* JOB 1: Convert every line of the records into a numbered list, skipping blank lines and leaving out the picture lines.

-- BEGIN EXTRACT --

In 1672 Joseph Brown, who had been ejected from the vicarage of Nazeing in 1662, was licensed to minister to a congregation of Presbyterians at Loughton. (fn. 2)

On 3 October 1813 a small nonconformist chapel was opened at the south end of High Road. The preachers at the opening were the Revds. J. Hughes of Battersea, J. Clayton of Camomile Street, London (E.C. 3), and G. Collinson of Walthamstow. (fn. 3) In 1817 Samuel Brawn, formerly of Stepney Academy, was ordained minister. (fn. 4) The church supported the Baptist Union, though it was not at first affiliated to it. (fn. 5) Brawn remained until 1868. (fn. 6) In 1829 he reported a congregation of 175. (fn. 7) A new church was built in 1860-1. It cost £1,800, of which £1,400 had already been raised by the opening day. (fn. 8) This was attended in the 1860's by W. T. Whitley, later a distinguished Baptist minister and historian. He gave some of his reminiscences of the church in 'A Scenario of Baptist Essex'. (fn. 9) He mentioned the arrival of a new minister (W. Bentley, 1868) to help Samuel Brawn. The old minister watched his assistant from an armchair on the platform, 'snorting at any questionable doctrine'. Whitley helped to collect for the church soup kitchen. His mother did missionary work among the gipsies of Epping Forest.

In 1880 the church had 193 members and 210 Sunday school children, with a minister and two evangelists. (fn. 10) It was and remains one of the strongest nonconformist churches in the district. Membership was 181 in 1900 and the Sunday school had risen to 356. (fn. 11) In 1920 there were 211 members. (fn. 12) A decline to 164 in 1930 has subsequently been reversed and in 1951 there were 181 members and 143 pupils. (fn. 13) Except for brief vacancies there has always been a resident minister. Although still closely connected with the Baptist Union the church is now a united free church, known as Loughton Union Church.

-- END EXTRACT --
-- BEGIN RECORDS SHOWN --

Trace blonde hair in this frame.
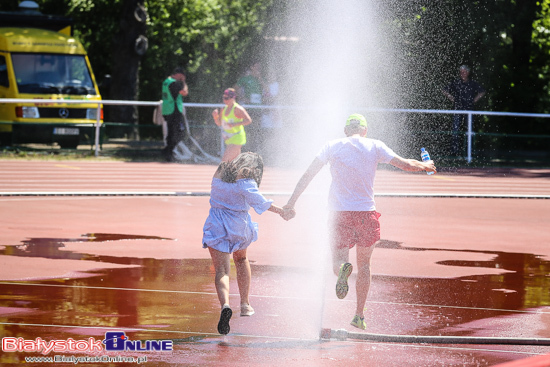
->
[217,152,264,187]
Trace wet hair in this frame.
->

-- END RECORDS SHOWN --

* JOB 2: In the account of Loughton's nonconformist church, what did the new church built in 1860-1 cost?

* FINISHED ANSWER 1:
1. Trace blonde hair in this frame.
2. ->
3. [217,152,264,187]
4. Trace wet hair in this frame.
5. ->

* FINISHED ANSWER 2: It cost £1,800.